• **Goal of the exercise**: From the passage below on the Energy Mobilization Board, extract the words from "The Senate and" up to and including "again it is not.", copied without changes.
------ Text under study
But the attempt has to be made. For the Mobilization Board legislation may have a very large impact on the quality of life in this country. And it is a significant test of the trust that can be placed in Jimmy Carter as a politician.
The Energy Mobilization Board, under both bills, would designate "priority energy projects" — not just a few, but as many as it wants. Those projects would get a "fast track" schedule for action by state and Federal agencies. If any agency failed to act on time, the E.M.B. could step in and make the decision itself.
That is great power for the board, and extremely centralized power by American standards. For Washington officials to have the right to preempt the functions of local zoning or health or safety boards from Maine to Texas is novel, to put it mildly. But that is by no means the limit of what the legislation does.
The Senate and House bills, with somewhat different mechanisms, also allow the E.M.B. to put aside any laws or regulations that went into effect after an energy project got under way. That sounds simple enough, but again it is not.
Suppose, for example, that scientists believe a proposed synthetic fuel plant would create massive toxic wastes: Love Canal on a large scale. Congress has passed the Toxic Substances Control Act to deal with such problems. But the necessary regulations under the act have not yet been written. If the synthetic fuel project was under way before the regulations came. out, the E.M.B. could exempt it from the rules.
Or suppose one of the Western states decided that it needed new legislation to reserve a certain amount of the water flow in its rivers for fishing or recreational use. If the state passed that law after an energy project was in its earliest stages, the E.M.B. could order that the project get as much water as it needed despite the state law — even if the effect was to dry up the rivers for miles around.
The House version of the legislation gives the E.M.B. a further and much more drastic power. It could recommend the waiver of any Federal law that would interfere with a priority energy project. And the President could then order the waiver if he found that it would not "unduly" endanger the public health or safety.
The waiver would be subject to approval by both houses of Congress, but under rules that make that protection of dubious value. The resolution approving each waiver could not be amended in committee or on the floor; there would be an up-or-down vote, at an early date.
------------
------ Extracted information
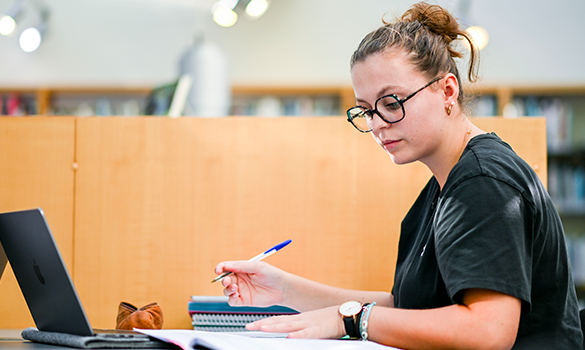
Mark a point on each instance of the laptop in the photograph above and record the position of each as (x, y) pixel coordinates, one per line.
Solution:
(35, 259)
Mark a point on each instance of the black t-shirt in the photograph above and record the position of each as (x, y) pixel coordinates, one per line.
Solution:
(493, 226)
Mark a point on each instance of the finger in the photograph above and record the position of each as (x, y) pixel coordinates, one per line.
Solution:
(230, 290)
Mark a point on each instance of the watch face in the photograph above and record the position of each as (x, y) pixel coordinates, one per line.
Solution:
(350, 308)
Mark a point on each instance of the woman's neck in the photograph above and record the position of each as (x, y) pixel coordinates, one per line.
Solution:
(451, 150)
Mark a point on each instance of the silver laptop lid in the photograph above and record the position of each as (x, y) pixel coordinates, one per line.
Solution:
(41, 273)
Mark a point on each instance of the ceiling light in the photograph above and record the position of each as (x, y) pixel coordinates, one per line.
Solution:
(224, 16)
(8, 21)
(30, 39)
(7, 25)
(256, 8)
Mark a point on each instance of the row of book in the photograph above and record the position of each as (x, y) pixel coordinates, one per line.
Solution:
(566, 185)
(273, 106)
(214, 314)
(14, 104)
(559, 114)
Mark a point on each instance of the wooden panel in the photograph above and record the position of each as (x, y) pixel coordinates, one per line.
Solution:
(159, 202)
(36, 155)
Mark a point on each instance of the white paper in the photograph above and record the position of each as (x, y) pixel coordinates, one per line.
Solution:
(188, 339)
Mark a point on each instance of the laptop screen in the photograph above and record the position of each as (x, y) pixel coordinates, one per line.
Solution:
(41, 273)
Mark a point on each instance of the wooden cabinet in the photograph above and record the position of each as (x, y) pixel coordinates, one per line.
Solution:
(144, 208)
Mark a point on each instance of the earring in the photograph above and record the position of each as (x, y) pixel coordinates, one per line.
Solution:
(450, 107)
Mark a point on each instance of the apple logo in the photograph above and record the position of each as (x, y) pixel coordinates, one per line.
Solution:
(38, 272)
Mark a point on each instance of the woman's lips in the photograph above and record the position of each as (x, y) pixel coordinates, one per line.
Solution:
(389, 144)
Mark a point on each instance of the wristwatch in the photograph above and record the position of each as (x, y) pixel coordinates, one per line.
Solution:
(349, 310)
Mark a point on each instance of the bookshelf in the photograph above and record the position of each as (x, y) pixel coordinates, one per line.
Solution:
(247, 100)
(563, 106)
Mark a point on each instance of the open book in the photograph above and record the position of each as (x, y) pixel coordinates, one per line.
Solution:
(191, 339)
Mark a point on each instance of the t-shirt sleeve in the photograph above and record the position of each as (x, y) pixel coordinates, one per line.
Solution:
(483, 240)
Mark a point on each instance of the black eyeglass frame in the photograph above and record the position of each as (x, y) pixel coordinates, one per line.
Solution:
(375, 110)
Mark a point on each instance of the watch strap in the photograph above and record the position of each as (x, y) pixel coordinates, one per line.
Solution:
(351, 327)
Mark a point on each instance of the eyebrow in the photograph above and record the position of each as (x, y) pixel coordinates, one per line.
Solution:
(382, 92)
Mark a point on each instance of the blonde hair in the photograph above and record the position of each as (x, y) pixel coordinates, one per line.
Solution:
(427, 34)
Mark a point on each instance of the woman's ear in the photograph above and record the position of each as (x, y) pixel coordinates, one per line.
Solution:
(451, 89)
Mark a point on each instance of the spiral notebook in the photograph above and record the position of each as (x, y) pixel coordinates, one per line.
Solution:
(214, 314)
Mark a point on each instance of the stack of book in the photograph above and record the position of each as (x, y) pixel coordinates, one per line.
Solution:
(213, 313)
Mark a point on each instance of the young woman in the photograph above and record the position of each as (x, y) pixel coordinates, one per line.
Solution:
(482, 261)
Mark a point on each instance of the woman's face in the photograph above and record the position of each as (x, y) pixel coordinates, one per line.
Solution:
(417, 136)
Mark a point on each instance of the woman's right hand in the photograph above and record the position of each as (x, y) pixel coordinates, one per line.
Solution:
(252, 283)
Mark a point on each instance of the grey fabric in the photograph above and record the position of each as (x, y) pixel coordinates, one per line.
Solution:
(98, 341)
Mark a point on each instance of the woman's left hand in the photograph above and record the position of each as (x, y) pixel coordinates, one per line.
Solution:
(322, 323)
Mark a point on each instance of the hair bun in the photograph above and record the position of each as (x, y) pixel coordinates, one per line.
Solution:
(435, 18)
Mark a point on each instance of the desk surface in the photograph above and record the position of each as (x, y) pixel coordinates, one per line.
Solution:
(10, 339)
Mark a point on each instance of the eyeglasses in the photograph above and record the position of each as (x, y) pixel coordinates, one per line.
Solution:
(389, 108)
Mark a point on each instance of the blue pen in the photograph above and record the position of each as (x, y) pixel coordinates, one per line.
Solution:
(258, 257)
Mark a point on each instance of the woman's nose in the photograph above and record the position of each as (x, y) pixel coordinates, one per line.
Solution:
(378, 123)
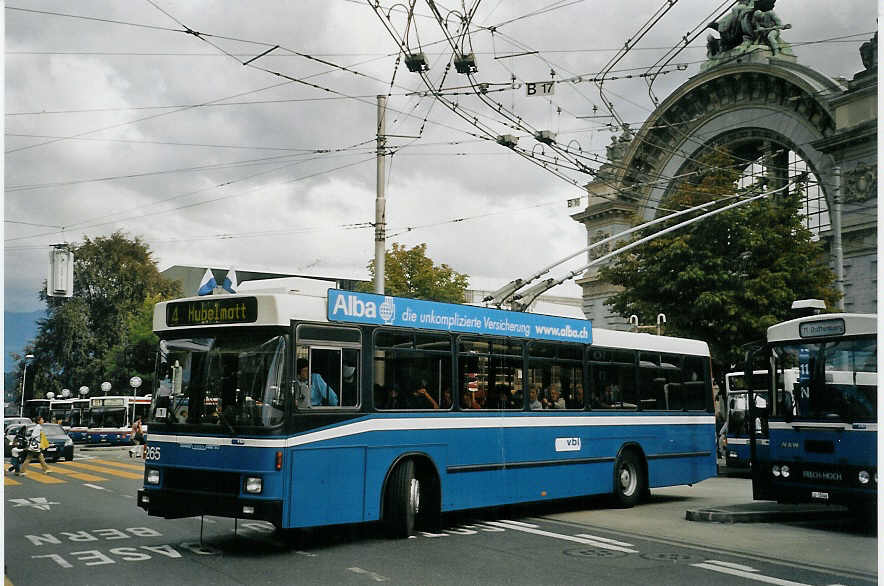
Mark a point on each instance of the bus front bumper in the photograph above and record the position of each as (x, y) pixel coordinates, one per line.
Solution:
(176, 505)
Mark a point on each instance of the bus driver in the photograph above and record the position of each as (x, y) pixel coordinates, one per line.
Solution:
(320, 391)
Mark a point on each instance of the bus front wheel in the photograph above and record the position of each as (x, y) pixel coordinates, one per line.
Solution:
(629, 479)
(403, 500)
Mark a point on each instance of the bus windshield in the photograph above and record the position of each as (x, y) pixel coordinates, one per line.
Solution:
(831, 380)
(224, 381)
(107, 417)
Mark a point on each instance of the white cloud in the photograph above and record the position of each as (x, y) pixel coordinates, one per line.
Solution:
(291, 218)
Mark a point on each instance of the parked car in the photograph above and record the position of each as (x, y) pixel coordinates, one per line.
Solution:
(7, 421)
(60, 444)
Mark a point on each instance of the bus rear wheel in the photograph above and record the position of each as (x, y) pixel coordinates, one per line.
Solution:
(629, 479)
(403, 500)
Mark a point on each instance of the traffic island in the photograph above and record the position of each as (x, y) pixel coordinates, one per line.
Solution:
(765, 512)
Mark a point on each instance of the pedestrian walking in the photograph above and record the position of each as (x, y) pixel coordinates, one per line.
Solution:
(37, 442)
(138, 437)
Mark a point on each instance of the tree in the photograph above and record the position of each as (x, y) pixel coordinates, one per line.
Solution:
(101, 333)
(726, 278)
(409, 273)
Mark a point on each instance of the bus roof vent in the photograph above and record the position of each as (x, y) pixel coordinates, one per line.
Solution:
(804, 307)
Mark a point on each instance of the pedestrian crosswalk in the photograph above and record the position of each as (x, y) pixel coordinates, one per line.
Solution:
(95, 470)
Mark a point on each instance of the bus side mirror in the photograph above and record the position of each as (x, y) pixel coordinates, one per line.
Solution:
(788, 406)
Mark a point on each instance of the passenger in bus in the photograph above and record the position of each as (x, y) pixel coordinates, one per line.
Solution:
(394, 399)
(576, 401)
(610, 397)
(501, 397)
(555, 400)
(420, 398)
(446, 398)
(533, 403)
(320, 391)
(468, 402)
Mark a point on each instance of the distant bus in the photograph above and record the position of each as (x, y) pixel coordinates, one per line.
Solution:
(111, 417)
(822, 419)
(60, 412)
(79, 420)
(36, 408)
(738, 423)
(313, 411)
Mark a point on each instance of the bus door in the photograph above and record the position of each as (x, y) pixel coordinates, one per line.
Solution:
(759, 378)
(326, 483)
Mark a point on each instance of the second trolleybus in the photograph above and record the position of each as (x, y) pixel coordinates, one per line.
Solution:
(111, 418)
(355, 407)
(822, 419)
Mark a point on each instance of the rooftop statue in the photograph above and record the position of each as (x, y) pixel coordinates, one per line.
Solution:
(749, 26)
(735, 27)
(868, 51)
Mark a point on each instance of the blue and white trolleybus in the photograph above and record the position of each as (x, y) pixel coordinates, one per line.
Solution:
(355, 407)
(822, 419)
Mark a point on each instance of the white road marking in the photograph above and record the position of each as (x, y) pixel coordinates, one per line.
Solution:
(372, 575)
(41, 503)
(584, 541)
(748, 573)
(605, 540)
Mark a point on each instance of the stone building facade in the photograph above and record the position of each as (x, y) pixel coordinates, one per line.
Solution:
(753, 102)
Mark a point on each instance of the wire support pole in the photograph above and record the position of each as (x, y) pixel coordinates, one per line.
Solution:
(380, 205)
(837, 246)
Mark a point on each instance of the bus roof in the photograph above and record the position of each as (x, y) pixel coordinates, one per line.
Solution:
(824, 325)
(278, 309)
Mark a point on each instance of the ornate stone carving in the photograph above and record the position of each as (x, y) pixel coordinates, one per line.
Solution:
(603, 249)
(868, 51)
(860, 184)
(750, 30)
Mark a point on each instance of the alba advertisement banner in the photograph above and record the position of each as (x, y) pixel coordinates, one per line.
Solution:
(370, 308)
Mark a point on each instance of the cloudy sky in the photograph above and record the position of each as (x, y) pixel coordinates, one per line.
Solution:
(153, 117)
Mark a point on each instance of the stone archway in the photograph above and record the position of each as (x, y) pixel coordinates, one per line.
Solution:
(752, 104)
(742, 107)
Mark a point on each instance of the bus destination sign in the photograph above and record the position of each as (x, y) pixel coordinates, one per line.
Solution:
(816, 329)
(217, 311)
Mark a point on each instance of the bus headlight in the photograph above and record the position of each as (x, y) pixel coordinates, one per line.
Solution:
(254, 484)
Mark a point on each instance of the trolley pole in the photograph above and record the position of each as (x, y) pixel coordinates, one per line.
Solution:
(380, 205)
(837, 247)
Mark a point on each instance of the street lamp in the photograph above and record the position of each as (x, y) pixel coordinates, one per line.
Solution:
(21, 407)
(134, 382)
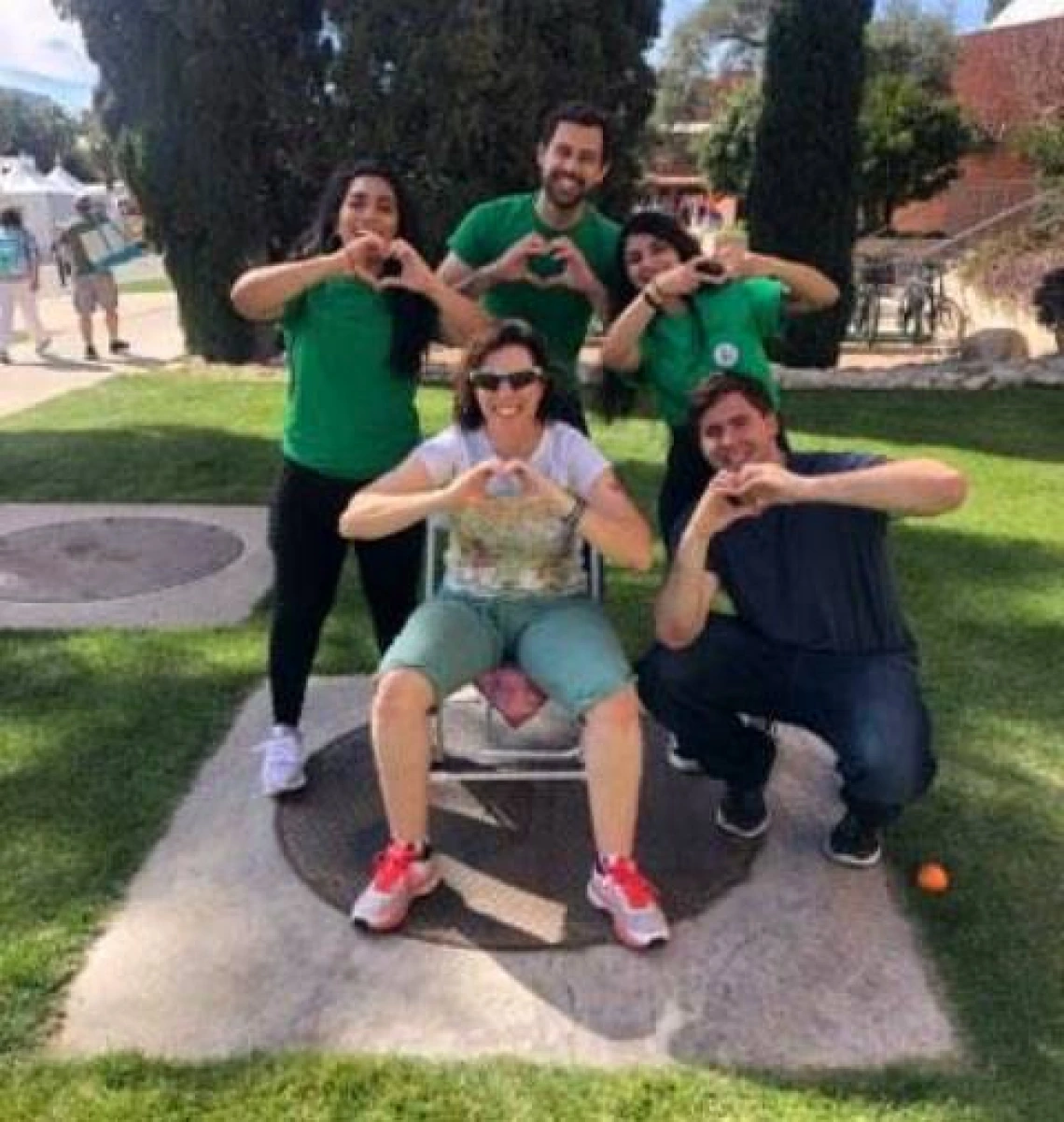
------------
• **Task response**:
The Senate and House bills, with somewhat different mechanisms, also allow the E.M.B. to put aside any laws or regulations that went into effect after an energy project got under way. That sounds simple enough, but again it is not.